**INPUT RECORDS:**

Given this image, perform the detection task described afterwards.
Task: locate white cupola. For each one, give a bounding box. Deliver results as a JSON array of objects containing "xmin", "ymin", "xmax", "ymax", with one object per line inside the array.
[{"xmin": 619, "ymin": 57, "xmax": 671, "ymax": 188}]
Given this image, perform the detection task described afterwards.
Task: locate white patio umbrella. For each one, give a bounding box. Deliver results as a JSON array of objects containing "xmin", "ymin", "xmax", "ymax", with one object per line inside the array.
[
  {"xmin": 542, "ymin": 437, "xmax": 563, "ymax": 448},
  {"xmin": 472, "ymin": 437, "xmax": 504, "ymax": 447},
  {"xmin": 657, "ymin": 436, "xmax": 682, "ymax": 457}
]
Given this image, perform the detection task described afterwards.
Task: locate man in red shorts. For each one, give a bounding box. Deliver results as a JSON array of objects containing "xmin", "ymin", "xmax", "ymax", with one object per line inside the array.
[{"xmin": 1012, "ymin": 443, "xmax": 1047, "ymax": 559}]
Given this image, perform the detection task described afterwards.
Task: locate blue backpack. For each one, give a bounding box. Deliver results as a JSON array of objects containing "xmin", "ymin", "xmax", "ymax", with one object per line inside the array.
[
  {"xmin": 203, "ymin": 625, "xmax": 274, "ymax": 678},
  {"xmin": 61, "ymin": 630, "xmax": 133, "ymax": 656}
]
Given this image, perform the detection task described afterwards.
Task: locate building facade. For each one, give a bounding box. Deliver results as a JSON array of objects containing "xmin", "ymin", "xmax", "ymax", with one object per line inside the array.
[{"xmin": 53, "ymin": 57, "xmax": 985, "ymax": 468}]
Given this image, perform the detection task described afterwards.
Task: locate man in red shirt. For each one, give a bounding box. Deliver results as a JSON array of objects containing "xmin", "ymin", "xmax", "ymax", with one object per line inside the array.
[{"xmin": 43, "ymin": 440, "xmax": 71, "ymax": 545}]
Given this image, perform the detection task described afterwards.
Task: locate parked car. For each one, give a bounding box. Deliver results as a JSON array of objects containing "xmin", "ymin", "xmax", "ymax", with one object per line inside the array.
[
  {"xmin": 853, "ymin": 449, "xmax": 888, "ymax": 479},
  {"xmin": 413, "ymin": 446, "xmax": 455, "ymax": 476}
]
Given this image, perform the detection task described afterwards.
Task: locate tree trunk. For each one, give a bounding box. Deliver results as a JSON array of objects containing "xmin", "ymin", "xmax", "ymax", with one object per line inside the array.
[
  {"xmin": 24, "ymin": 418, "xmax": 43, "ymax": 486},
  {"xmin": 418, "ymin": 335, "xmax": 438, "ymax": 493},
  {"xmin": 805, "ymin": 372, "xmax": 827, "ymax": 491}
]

**ABOUT THIS EXERCISE:** Print all of the entries again, exactly as written.

**TASK RESPONSE:**
Given this image, perform the detection task described afterwards.
Task: locate white cupola. For each one, give a bounding box. Deliver results as a JSON array of objects containing "xmin", "ymin", "xmax", "ymax", with one object per line inside the array.
[{"xmin": 619, "ymin": 57, "xmax": 671, "ymax": 188}]
Given this image, perform the detection task described afterwards.
Task: locate white patio umbrella. For each one, give a bounding box. Deliver results as a JSON array of objects containing "xmin", "ymin", "xmax", "ymax", with one object per line inside the array.
[
  {"xmin": 542, "ymin": 437, "xmax": 563, "ymax": 448},
  {"xmin": 472, "ymin": 437, "xmax": 504, "ymax": 447},
  {"xmin": 657, "ymin": 436, "xmax": 682, "ymax": 457}
]
Given this image, perform the detection task described afterwards.
Task: locate man in red shorts. For each one, give a bounding box. Deliver results as a JSON array of objects containing "xmin", "ymin", "xmax", "ymax", with one object per line inside the array.
[{"xmin": 1012, "ymin": 443, "xmax": 1047, "ymax": 559}]
Given this image, perform the detection task described afterwards.
Task: locate blue backpack. For each one, give a bounding box. Deliver results as a JSON array of objects containing "xmin", "ymin", "xmax", "ymax", with one object per line inside the array.
[
  {"xmin": 203, "ymin": 625, "xmax": 274, "ymax": 678},
  {"xmin": 61, "ymin": 630, "xmax": 133, "ymax": 656}
]
Given this image, perform the detection task described afterwards.
Task: locate building facade. For each one, give a bounding box. Deliver results as a JSON array of objects containing "xmin", "ymin", "xmax", "ymax", with one object per line inside the array.
[{"xmin": 53, "ymin": 57, "xmax": 985, "ymax": 468}]
Given this image, perform the detection task described afterwards.
Task: locate man in red shirt. For each one, give a bounding box. Deliver results as a JSON array of objects containing "xmin", "ymin", "xmax", "ymax", with one object per line inside the array.
[{"xmin": 43, "ymin": 440, "xmax": 71, "ymax": 545}]
Given this image, perform the detection task described afterwards.
Task: locate parked car. For each one, give a bounding box. Deliver results as a JSON array of objects containing "xmin", "ymin", "xmax", "ymax", with one object per line inside the array.
[
  {"xmin": 853, "ymin": 449, "xmax": 888, "ymax": 479},
  {"xmin": 413, "ymin": 446, "xmax": 455, "ymax": 476}
]
Given this image, perform the detection task described afterwards.
Task: locate tree trunk. For each one, give a bounding box. Deliver results as a JSON array of objects containing "xmin", "ymin", "xmax", "ymax", with one object per line inside the array.
[
  {"xmin": 24, "ymin": 418, "xmax": 43, "ymax": 486},
  {"xmin": 418, "ymin": 335, "xmax": 438, "ymax": 493},
  {"xmin": 805, "ymin": 372, "xmax": 827, "ymax": 491}
]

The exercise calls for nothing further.